**** SUPPLIED TEXT ****
Are there extensive calcium deposits on the Moon?

You may find bauxite or iron ore, but unless it is really close to
where you set up your colony, you would have no way to transport it.


This is presumably because the colony was planned by you and you
didn't allow any supplies but stone axes and bear skins.


That is both childish and stupid.


Oh, look whose talking, Mr "They all believe Star Trek science and
economics are real" who does nothing but wave hands and make strawman
arguments.


Like pointing out facts?

Care to detail how you would transport raw ore over just a hundred
miles on Mars and what would power that transport?


Truck. Hydrogen works. Yes, you have to plan on needing the truck.
You could crush and smelt to rough ingots (solar furnace works for
that) to lower the volume you need to drag to your factory.


Where do you get the hydrogen and what do you do with it then?

Yes, that's not how we do it here on Earth, but we're not talking
about here on Earth anymore.


Right, we are talking about a place with zero infrastructure, a thin
atmosphere that is 95% CO2, and easily obtainable source of either
oxygen or water.


If you setup your colony next to some ore deposit, you need a refinary
and power for it, which could only come from a fair sized reactor.


Certainly one way to do it (and probably easiest for the initial
colony), but long term production of power isn't that hard.


Really, where do you propose to get that power?


The same place all power comes from; the Sun. Crack water to get
hydrogen if you need a portable power source, take a bunch of small
reactors, RTGs, or whatever with you (along with a couple of big
reactors to get you started).


With a solar irradiance of less than 100 W/m^2 you are going to get
very little power from solar sources unless your array is measured
in kilometers.

There is no known readily available source of water to crack.

If you get the water somehow, you need to store both the hydrogen
and the oxygen.

Sure, all of this is theoretically posible.

The current cost to build a reactor on Earth is about $9 billion.
****
WHAT YOU HAVE TO DO
Reproduce word for word the part of the colony discussion starting at "Oh, look whose" and ending at "power that transport?". The material that comes next has no connection to the colony discussion.
**** RECORD EXTRACTS ****
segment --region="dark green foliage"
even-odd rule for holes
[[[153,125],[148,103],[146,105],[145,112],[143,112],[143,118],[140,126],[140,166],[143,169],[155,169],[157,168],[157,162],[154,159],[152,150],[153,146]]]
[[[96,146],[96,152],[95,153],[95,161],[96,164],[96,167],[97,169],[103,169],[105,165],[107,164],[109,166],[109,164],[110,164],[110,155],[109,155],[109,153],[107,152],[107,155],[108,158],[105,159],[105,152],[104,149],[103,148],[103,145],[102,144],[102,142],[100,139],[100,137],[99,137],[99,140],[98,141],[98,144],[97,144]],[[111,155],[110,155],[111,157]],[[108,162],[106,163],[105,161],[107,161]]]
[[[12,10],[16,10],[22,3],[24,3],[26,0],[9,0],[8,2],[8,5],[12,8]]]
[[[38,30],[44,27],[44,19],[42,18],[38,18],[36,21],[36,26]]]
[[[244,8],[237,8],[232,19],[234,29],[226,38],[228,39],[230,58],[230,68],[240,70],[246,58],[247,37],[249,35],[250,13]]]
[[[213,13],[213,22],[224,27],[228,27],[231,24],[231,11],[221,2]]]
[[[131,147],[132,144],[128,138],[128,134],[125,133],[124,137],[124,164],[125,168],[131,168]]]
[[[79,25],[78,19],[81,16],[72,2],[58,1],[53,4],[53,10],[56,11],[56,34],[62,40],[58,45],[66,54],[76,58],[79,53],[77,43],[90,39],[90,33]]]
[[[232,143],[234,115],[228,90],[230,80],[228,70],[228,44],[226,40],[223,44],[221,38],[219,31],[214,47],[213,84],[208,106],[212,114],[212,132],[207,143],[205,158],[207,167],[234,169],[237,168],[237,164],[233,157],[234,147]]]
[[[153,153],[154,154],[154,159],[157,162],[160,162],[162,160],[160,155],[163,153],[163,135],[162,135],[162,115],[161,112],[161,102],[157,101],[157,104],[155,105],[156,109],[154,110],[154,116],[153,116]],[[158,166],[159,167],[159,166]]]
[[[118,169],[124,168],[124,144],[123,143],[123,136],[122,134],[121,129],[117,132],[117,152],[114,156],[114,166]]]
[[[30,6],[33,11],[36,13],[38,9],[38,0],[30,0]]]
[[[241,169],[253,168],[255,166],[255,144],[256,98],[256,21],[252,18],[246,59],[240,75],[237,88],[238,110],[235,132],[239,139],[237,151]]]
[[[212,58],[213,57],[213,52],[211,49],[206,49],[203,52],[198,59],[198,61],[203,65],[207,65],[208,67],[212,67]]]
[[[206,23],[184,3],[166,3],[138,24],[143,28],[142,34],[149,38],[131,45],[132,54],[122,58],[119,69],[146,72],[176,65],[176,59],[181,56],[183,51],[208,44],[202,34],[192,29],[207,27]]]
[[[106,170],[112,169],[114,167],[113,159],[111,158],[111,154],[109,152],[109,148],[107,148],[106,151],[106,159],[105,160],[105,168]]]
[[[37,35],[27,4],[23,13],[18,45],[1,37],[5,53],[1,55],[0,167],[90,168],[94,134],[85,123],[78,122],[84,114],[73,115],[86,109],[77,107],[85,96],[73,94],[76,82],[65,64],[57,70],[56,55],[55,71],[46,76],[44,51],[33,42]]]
****
SOLUTION TO THE PROBLEM
Oh, look whose talking, Mr "They all believe Star Trek science and
economics are real" who does nothing but wave hands and make strawman
arguments.


Like pointing out facts?

Care to detail how you would transport raw ore over just a hundred
miles on Mars and what would power that transport?